BEGIN PASSAGE GIVEN

Sevart maintains his employee directive is simple in nature.
“All they have to look for is to transform the moment with a guest that is with them right now,” he concludes.
“The View Will Floor You”
How the Space Needle marketed a $100 million renovation
Before the dust settled and “The Loupe” started spinning, the Space Needle’s chief marketing officer, Karen Olson, knew she had a challenge.
“We don’t look any different from the outside! So how do you communicate that?” Olson asks.
Her team created two philosophies:
1. Stay Famous
“It’s a great brand platform in Seattle that represents the civic heart and soul,” she says.
That means creating photo opportunities 605 feet up. When something significant happens in Seattle, the Space Needle will literally raise a flag atop the famed UFO-shaped observation roof to connect with the event. Sports teams, tournaments, and local charities will have their logo flown over the top. Pictures are then sent to the press. When local band Alice in Chains was releasing its new album, the group kicked off its media launch with a concert on “The Loupe.”
2. Turn Every Guest into a Fan
In an unprecedented move, the Space Needle declared all photo spots and images taken by roaming photographers be free of charge—at both the observation tower and Chihuly Garden and Glass. At first, guests were suspect.
“Our photographers had to wear buttons that read: ‘Serious. They’re Free,’” recalls the Space Needle’s president and CEO Ron Sevart.
Visitors share their e-mail address (something the Space Needle will continue to use when keeping in contact with past visitors) to receive the images.
“We make it easy for them to amplify and share their experience,” Olson says about guests placing the free photos on social media. “Then, we don’t need to advertise in every outer market.”
In addition, the marketing team sells tickets in a creative way. A mobile ticket kiosk set atop a Segway can be deployed to areas where tourists gather, like Seattle’s waterfront, away from the Space Needle.
“When you’re in a crowd, the Segway stands 2 feet higher than everybody else,” Sevart says, conveying the greater height allows potential guests to see the roving kiosk. The wireless unit can sell tickets, print tickets using a thermal printer, and is compliant with Payment Card Industry Data Security Standards (PCI DSS).
“We built [the Space Needle] in 1962 as something all about the future,” Sevart says. “We should be thinking about showing things off that are kind of the way it could be in the future.”

END PASSAGE GIVEN
BEGIN GIVEN INFORMATION

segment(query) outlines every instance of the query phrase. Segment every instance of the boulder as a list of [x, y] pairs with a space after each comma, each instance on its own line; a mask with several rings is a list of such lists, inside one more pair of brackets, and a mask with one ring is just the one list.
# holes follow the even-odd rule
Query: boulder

END GIVEN INFORMATION

▶ [EXERCISE PROMPT] In the passage on marketing the Space Needle, which groups have their logo flown over the top?

▶ [WRITTEN SOLUTION] Sports teams, tournaments, and local charities.